## Material provided
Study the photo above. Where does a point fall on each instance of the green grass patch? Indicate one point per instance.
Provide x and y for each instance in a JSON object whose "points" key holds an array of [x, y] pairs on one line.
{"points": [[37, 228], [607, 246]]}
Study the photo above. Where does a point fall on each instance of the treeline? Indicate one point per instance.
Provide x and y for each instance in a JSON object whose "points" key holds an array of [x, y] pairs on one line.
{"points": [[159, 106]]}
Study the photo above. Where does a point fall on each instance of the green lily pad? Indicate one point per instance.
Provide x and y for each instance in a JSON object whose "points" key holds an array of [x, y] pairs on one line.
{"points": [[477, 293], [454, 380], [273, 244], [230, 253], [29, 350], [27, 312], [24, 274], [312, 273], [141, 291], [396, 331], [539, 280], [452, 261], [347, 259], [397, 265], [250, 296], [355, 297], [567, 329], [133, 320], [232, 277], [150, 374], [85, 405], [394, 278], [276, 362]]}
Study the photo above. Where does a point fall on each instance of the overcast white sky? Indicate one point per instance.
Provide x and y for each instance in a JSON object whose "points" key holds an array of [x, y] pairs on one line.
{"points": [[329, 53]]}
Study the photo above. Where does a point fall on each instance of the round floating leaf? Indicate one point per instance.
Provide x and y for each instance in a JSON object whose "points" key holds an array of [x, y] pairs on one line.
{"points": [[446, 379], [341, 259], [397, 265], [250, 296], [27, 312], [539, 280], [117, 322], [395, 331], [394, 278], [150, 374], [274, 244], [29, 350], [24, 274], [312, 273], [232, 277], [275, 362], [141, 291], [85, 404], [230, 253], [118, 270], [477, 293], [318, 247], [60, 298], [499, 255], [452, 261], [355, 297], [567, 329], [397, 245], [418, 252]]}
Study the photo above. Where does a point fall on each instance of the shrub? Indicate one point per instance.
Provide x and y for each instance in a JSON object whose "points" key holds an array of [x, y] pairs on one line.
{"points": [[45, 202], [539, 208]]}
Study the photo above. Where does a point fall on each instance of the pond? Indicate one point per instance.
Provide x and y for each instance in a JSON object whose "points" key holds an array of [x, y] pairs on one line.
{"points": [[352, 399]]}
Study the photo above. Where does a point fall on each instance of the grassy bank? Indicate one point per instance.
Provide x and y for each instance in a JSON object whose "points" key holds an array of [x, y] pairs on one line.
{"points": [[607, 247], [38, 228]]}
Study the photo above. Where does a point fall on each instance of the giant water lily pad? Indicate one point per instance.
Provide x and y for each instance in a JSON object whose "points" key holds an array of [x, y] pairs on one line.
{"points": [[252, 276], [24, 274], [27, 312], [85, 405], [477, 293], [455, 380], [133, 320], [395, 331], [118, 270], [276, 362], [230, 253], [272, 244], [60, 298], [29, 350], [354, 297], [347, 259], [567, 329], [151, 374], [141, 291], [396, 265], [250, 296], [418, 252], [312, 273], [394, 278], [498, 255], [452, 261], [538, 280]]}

## What is needed
Repeat the entries above exactly, beginning at their first line and ending with the line that contains "treeline? Indicate one point per instance.", with nothing added.

## Task output
Study the photo above. Where does a point fall on each instance of the green grass patch? Indicate one point per instance.
Provide x and y for each instance in a JSON object whose "points" key holds an array of [x, y] pairs on one line.
{"points": [[37, 228], [607, 246]]}
Study the photo above. Where does a point fall on each instance of the treeline? Indicate one point per instance.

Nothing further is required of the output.